GIVEN TEXT.
###

Sister Marie Louise (October 1899 – July 10, 1999) was a Roman Catholic nun and sports commentator in Washington, D.C. "Weasie" appeared on WUSA-TV with sportscaster Glenn Brenner.

Early life 
Born in Washington, DC, to Rose Virginia Kreamer Kirkland (1858–1944) and William L. Kirkland (1848–1918), with siblings William Louis Kirkland (1892–1955) and Camille Rose Kirkland Fisher (1901–1982), she played basketball in high school in Montgomery County, Maryland. She earned a degree from Immaculata College and worked as a courthouse clerk in Rockville, Maryland until her 30s. She entered Georgetown Visitation Monastery on January 5, 1935, and remained there as a semi-cloistered nun for the rest of her life. Although she initially worried that she'd have to give up sports, she was permitted to follow them avidly, especially her favorite, football.

###

SHORT PROBLEM 1. Set down the biography of Sister Marie Louise in full, word for word.

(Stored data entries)
###

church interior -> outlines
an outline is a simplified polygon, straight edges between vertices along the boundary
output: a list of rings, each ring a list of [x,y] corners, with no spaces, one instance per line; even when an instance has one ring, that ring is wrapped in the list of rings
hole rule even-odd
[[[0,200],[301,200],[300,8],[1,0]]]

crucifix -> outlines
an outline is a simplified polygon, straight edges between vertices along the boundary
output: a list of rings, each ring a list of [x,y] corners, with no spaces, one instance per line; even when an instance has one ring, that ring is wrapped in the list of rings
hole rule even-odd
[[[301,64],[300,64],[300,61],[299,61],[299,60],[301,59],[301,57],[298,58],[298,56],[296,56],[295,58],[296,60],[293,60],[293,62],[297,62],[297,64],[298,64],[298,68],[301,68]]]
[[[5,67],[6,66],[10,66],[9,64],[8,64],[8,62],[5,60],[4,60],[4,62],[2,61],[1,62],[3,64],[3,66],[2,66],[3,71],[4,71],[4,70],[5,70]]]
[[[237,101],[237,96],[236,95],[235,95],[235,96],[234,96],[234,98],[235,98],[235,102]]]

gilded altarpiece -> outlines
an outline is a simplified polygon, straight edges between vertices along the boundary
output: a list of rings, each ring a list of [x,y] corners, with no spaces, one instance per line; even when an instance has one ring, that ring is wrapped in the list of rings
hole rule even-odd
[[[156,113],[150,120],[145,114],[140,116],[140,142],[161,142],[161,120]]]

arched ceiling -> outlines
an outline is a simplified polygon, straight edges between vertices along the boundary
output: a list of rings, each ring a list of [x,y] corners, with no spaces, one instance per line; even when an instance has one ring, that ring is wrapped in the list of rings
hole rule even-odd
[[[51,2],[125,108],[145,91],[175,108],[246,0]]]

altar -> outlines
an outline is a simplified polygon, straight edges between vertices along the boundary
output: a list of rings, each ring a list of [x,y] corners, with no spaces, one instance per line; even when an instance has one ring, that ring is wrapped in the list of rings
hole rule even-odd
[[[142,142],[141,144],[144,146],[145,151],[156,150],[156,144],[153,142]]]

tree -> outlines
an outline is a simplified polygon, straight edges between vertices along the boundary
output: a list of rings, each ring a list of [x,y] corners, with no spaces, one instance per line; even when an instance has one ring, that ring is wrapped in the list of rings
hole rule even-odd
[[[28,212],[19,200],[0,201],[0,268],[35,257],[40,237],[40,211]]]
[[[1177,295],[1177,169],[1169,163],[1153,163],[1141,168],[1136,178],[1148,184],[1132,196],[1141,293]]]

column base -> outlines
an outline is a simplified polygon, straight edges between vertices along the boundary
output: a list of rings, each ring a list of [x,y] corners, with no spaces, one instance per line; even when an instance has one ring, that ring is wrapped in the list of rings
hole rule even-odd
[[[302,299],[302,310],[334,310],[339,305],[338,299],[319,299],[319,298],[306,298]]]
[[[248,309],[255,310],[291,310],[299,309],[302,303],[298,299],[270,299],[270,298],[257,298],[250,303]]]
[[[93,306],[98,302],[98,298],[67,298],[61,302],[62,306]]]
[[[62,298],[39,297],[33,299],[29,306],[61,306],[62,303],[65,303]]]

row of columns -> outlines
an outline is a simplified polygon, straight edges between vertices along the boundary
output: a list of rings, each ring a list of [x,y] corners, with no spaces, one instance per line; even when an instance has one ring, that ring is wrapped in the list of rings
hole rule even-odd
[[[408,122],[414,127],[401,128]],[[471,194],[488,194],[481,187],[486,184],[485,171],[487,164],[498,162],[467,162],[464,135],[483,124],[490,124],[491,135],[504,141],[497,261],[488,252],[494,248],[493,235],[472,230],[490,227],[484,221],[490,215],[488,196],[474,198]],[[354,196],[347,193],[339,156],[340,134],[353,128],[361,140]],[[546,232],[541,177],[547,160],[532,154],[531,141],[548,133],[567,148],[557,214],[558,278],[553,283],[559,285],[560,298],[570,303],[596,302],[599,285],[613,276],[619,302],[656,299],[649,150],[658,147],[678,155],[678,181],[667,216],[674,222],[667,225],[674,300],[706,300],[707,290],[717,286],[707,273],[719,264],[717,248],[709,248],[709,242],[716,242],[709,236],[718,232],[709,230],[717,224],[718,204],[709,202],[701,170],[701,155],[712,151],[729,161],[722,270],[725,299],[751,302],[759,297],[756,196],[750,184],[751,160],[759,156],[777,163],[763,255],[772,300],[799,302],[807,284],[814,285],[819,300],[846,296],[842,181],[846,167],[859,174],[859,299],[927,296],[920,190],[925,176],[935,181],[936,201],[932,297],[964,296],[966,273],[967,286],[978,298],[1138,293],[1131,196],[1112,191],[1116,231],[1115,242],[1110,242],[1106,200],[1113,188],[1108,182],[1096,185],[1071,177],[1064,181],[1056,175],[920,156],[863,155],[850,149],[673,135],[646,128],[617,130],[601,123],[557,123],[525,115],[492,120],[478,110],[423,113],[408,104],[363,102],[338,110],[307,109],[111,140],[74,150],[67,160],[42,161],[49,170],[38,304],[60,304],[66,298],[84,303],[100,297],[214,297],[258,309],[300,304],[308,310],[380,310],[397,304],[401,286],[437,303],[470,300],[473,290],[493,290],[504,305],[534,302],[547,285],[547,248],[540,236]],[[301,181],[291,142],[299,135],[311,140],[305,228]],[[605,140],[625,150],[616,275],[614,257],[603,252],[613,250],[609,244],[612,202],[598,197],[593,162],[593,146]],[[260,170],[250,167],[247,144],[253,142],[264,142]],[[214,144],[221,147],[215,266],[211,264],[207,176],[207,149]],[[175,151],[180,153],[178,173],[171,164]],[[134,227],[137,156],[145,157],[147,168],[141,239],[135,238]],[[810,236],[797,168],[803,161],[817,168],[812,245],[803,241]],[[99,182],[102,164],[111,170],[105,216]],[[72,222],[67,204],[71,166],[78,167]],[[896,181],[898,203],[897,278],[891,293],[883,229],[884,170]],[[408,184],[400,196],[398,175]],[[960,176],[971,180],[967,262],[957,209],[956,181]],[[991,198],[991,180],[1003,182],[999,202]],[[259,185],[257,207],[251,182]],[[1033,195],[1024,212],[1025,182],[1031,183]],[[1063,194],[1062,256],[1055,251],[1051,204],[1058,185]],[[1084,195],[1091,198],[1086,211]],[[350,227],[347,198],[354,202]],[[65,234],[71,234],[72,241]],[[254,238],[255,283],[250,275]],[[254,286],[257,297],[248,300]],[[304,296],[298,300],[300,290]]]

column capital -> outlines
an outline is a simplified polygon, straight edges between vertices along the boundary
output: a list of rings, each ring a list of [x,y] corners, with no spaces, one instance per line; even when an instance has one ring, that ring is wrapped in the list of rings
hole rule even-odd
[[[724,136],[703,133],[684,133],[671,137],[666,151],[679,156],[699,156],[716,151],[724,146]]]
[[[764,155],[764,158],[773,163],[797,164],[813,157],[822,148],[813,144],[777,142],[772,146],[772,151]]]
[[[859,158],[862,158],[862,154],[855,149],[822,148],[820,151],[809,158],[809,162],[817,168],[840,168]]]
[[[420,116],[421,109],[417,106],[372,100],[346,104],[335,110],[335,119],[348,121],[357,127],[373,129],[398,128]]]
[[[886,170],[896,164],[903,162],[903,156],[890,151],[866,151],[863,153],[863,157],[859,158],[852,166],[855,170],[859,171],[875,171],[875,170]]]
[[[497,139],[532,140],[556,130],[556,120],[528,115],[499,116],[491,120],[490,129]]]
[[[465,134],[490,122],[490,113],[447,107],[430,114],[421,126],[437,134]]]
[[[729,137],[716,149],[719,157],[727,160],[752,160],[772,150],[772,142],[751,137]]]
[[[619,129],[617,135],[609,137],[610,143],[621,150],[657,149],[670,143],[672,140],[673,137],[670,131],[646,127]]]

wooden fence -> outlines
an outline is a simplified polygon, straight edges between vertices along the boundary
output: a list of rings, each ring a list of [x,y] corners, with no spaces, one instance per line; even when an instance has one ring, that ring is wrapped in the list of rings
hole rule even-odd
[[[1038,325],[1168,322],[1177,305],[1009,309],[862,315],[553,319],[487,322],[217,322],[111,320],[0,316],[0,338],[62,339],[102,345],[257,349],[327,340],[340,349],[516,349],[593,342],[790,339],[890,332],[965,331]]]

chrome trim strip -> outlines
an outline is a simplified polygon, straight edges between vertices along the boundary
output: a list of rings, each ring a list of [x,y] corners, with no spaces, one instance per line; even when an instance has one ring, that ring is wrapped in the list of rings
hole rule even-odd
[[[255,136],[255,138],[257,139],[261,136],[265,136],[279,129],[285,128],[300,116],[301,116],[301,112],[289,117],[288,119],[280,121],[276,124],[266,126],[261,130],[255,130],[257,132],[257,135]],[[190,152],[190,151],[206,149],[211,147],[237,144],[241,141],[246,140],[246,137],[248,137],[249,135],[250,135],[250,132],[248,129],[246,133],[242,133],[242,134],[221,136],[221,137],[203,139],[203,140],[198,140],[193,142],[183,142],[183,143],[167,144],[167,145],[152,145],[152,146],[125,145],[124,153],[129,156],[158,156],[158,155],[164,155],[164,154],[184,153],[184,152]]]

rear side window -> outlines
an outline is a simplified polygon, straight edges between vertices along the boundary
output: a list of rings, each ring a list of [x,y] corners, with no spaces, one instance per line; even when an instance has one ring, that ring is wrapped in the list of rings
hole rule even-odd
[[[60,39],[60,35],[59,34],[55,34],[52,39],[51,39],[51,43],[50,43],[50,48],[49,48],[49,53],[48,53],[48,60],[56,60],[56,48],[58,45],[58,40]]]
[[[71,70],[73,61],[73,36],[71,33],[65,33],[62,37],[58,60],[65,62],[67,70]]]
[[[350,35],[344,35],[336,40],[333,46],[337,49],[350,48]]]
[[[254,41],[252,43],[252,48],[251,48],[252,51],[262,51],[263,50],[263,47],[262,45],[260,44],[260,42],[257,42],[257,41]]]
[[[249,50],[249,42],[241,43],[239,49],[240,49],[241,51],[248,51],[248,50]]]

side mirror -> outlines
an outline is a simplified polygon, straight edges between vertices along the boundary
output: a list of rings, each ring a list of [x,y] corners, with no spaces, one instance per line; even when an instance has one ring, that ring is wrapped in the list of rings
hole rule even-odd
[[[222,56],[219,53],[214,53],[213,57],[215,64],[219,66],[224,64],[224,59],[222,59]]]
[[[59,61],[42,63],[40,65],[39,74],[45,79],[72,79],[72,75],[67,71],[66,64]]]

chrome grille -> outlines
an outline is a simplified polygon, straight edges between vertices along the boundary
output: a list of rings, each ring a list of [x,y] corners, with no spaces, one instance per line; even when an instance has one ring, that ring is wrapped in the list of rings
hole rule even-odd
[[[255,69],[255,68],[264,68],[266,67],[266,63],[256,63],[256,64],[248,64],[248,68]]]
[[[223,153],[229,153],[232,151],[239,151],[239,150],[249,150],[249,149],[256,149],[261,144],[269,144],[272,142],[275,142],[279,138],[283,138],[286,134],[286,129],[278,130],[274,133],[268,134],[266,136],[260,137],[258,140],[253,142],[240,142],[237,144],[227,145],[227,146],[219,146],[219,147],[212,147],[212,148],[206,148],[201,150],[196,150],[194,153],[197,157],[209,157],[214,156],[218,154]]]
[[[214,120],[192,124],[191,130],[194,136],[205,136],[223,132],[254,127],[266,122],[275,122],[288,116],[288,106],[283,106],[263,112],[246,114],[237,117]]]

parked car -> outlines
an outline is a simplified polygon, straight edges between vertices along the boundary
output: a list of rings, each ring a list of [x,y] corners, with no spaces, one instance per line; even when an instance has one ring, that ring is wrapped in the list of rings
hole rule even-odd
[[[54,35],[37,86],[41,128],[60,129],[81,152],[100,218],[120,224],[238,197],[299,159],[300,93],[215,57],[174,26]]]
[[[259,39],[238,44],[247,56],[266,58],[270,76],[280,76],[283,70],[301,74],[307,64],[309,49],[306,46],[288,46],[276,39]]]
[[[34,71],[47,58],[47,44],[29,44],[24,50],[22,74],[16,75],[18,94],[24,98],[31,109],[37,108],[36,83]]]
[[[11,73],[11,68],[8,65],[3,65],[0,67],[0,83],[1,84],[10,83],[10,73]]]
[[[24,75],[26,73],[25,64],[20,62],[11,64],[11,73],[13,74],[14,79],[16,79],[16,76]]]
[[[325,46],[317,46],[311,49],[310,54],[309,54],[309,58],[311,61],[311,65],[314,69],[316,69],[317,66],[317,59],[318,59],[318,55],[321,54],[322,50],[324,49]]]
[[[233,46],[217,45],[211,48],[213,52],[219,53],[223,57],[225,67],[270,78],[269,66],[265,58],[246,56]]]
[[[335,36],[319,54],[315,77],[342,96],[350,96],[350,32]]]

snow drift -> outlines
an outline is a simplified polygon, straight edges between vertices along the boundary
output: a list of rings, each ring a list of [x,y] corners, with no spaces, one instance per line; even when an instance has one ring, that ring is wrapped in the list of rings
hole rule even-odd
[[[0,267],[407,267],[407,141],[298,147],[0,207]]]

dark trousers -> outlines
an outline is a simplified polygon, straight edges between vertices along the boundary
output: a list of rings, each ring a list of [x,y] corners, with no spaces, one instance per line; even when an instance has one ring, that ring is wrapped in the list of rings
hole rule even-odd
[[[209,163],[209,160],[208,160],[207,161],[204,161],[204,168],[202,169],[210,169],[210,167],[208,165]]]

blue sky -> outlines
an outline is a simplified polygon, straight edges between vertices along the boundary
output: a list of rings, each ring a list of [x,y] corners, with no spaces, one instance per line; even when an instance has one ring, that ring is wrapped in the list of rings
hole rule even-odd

###

SHORT PROBLEM 2. Rewrite the stretch of the listing from the line containing "dark trousers -> outlines" through the end of the listing, keeping every line. Shift each x and y vertex coordinate in the outlines up by 75.

WRITTEN RESPONSE 1.
Sister Marie Louise (October 1899 – July 10, 1999) was a Roman Catholic nun and sports commentator in Washington, D.C. "Weasie" appeared on WUSA-TV with sportscaster Glenn Brenner.

Early life 
Born in Washington, DC, to Rose Virginia Kreamer Kirkland (1858–1944) and William L. Kirkland (1848–1918), with siblings William Louis Kirkland (1892–1955) and Camille Rose Kirkland Fisher (1901–1982), she played basketball in high school in Montgomery County, Maryland. She earned a degree from Immaculata College and worked as a courthouse clerk in Rockville, Maryland until her 30s. She entered Georgetown Visitation Monastery on January 5, 1935, and remained there as a semi-cloistered nun for the rest of her life. Although she initially worried that she'd have to give up sports, she was permitted to follow them avidly, especially her favorite, football.

WRITTEN RESPONSE 2.
dark trousers -> outlines
an outline is a simplified polygon, straight edges between vertices along the boundary
output: a list of rings, each ring a list of [x,y] corners, with no spaces, one instance per line; even when an instance has one ring, that ring is wrapped in the list of rings
hole rule even-odd
[[[284,238],[284,235],[283,235],[282,236],[279,236],[279,243],[277,244],[285,244],[285,242],[283,240]]]

blue sky -> outlines
an outline is a simplified polygon, straight edges between vertices along the boundary
output: a list of rings, each ring a list of [x,y] corners, with no spaces, one instance per line; even when an instance has one ring, that ring is wrapped in the list of rings
hole rule even-odd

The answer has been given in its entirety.